作業依頼 1: 新病院をめぐる文章のうち、「6月30日の市議会定例会の最」から「くなっていて心配を募らせた。」までの部分を一字も変えずにすべて書き出して返してください。
作業依頼 2: 新病院をめぐる文章の最後の文に続けて、その先を書き継いでください。

++++ 抜粋本文

新病院の基本構想見直し委託業者を公募の記事 

 6月30日の市議会定例会の最終日。市長の推し進める駅前Bブロック病院とAブロック商業開発、いずれも市長と議会はすれ違ったままで、先どうなることかと心配のまま終わりました。そして、市長が期待を持たせた、翌7月1日発行の市広報の情報も新味はなく、当日紹介したとおり、逆に情報が薄くなっていて心配を募らせた。

 すると、そこに『新病院の基本構想見直し、委託業者を公募へ 野洲市』という見出しの記事がネットで目に入りました。(中日新聞7月2日)

 主要なところを引用します。数字の表記は変えます。「野洲市は1日、新病院整備の基本構想・計画を見直す委託事業者を、公募型プロポーザル方式で選定すると発表した。5日に公告し、8月中旬に決定する。」、「駐車場はBブロック内にも設ける方向。」、「構想を反映させる基本計画の策定は、来年2月上旬を目指す。事業費は1,200万円。2025年度の開院を目指し、基本設計と実施設計は来年度に実施する。」と以上のとおりです。

++++++++
++++ データ抜粋

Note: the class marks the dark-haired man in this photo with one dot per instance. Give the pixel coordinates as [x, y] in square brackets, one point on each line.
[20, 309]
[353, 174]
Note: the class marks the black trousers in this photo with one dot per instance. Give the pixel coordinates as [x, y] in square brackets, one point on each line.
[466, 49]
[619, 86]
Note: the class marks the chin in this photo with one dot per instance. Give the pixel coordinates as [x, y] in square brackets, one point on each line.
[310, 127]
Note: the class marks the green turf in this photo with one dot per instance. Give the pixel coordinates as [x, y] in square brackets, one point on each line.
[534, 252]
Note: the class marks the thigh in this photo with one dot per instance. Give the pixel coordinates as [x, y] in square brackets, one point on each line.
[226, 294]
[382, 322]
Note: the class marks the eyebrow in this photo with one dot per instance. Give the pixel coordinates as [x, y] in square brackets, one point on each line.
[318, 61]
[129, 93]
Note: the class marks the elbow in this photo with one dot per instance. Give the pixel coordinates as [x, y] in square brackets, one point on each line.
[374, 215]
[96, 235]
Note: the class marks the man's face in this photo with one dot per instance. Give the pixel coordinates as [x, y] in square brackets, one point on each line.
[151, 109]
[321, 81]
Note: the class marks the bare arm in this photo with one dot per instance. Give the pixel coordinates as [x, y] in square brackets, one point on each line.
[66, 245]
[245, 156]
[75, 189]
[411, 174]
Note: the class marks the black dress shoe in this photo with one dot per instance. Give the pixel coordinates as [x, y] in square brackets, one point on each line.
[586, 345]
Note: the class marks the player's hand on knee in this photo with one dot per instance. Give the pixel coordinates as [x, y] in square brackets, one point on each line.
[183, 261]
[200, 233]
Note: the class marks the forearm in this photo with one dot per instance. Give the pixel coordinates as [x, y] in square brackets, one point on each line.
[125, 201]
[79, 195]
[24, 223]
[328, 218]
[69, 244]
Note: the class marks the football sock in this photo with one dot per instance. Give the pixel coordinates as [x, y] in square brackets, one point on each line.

++++++++

回答欄 1:
6月30日の市議会定例会の最終日。市長の推し進める駅前Bブロック病院とAブロック商業開発、いずれも市長と議会はすれ違ったままで、先どうなることかと心配のまま終わりました。そして、市長が期待を持たせた、翌7月1日発行の市広報の情報も新味はなく、当日紹介したとおり、逆に情報が薄くなっていて心配を募らせた。

回答欄 2:
議会決議を考慮するポーズもなく、翌日から早速無視

 6月30日の市議会での決議では、「万が一、市長の権限をもって Bブロックを病院整備地として構想、計画の検討を進める場合においても」、「B ブロックでの整備課題である、具体的な整備構想案、Aブロック活用構想及び、AB 全体の実現可能な駐車場整備計画三点をセットで提示すること。」となっている。

 報道では、市が1日に、委託事業者を公募型プロポーザル方式で選定すると発表したと記されているが、閉会日の翌日に何を発表したのか?市のホームページを見たがそれに関する情報はない。いずれにしても、圧倒的多数で可決された決議でしたが、考慮するポーズもなく、翌日から早速無視です。

報道内容が全員協議会で配布された資料と違う 二転三転どころか日替わり

 それはそうとして、6月30日の市議会全員協議会で配布された資料の内容と報道内容が肝心なところで違っています。

 まず、B ブロックの欠陥のひとつである駐車場。議会資料では業務の中に入っていない。それなのに、記事にある発表では、「駐車場はBブロック内にも設ける方向。」となっている。ということは委託業務の中で検討するということになる。発注内容が何時変わったのか?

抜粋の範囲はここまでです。